■ AIM OF THE EXERCISE ■
Copy the line containing "for sky and", then all lines after it up to and including the final line of the material, exactly and without additions.

■ DATASET EXTRACT ■
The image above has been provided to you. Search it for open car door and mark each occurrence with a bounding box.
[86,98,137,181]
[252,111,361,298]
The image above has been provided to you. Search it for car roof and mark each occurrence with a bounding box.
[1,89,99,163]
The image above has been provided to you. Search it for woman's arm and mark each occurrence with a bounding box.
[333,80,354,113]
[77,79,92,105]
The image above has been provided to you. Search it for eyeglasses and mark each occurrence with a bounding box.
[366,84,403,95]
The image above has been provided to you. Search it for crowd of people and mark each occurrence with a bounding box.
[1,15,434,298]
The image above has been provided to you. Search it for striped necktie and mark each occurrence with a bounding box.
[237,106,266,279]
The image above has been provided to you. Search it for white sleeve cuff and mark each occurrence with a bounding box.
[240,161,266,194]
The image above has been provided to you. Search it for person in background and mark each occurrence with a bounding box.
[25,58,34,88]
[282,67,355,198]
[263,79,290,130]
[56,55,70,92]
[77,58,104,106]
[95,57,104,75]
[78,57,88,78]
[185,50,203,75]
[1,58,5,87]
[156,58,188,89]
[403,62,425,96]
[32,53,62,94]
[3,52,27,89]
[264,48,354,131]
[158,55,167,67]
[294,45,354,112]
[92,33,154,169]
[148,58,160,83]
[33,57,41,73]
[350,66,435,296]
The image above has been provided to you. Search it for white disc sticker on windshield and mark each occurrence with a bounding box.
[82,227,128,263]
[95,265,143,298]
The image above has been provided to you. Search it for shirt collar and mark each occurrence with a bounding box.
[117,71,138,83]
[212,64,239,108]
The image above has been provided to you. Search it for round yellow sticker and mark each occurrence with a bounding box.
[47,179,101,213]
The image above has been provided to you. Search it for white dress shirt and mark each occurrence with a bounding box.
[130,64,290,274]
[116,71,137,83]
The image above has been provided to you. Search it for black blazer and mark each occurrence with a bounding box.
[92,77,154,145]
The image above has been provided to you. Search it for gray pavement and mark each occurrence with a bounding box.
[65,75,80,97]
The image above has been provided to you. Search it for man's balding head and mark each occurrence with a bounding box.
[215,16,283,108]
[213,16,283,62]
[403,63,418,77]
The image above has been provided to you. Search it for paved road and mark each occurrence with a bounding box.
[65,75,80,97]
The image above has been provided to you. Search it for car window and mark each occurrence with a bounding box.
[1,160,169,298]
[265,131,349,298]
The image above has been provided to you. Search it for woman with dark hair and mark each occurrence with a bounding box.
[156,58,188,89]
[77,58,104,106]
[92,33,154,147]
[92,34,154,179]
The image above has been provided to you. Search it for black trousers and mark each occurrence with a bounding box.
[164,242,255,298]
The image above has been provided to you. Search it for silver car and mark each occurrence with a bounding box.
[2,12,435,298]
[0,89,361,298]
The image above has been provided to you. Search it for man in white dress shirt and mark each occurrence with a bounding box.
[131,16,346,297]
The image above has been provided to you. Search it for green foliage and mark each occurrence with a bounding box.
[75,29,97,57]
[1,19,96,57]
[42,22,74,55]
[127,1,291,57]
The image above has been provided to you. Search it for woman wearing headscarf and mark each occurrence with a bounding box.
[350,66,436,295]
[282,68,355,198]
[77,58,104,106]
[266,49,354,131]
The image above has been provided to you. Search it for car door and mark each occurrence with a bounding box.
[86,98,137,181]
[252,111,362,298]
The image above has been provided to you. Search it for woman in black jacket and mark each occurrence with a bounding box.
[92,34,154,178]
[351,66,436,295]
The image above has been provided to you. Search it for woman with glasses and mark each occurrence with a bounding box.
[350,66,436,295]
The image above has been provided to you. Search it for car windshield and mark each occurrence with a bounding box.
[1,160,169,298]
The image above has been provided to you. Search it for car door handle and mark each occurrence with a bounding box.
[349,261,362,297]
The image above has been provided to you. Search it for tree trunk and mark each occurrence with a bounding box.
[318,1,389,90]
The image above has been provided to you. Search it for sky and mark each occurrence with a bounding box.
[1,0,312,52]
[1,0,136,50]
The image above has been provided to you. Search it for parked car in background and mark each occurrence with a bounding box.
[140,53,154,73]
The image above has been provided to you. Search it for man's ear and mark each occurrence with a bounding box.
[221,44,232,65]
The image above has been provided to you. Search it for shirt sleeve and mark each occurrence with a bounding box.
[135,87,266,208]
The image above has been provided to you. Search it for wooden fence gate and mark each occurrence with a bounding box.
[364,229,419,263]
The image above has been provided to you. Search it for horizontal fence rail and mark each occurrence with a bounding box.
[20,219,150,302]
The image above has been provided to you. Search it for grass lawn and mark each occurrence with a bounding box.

■ SOLUTION FOR THIS PROBLEM ■
The image above has been provided to you. Search it for sky and mark each occurrence with a bounding box.
[1,0,312,52]
[1,0,136,50]
The image above has been provided to you. Search it for parked car in background and mark each occurrence with a bounding box.
[140,53,154,73]
The image above has been provided to you. Search it for man's ear and mark each occurrence with a bounding box.
[221,44,232,65]
The image above has been provided to you. Search it for shirt sleeve and mark each occurrence with a bounding box.
[135,87,266,208]
The image above has been provided to you. Search it for wooden fence gate and mark each occurrence with a bounding box.
[364,229,419,263]
The image above has been provided to you. Search it for horizontal fence rail and mark each occurrence with a bounding box.
[20,219,150,302]
The image above has been provided to you. Search it for grass lawn and mark each occurrence with a bounding box.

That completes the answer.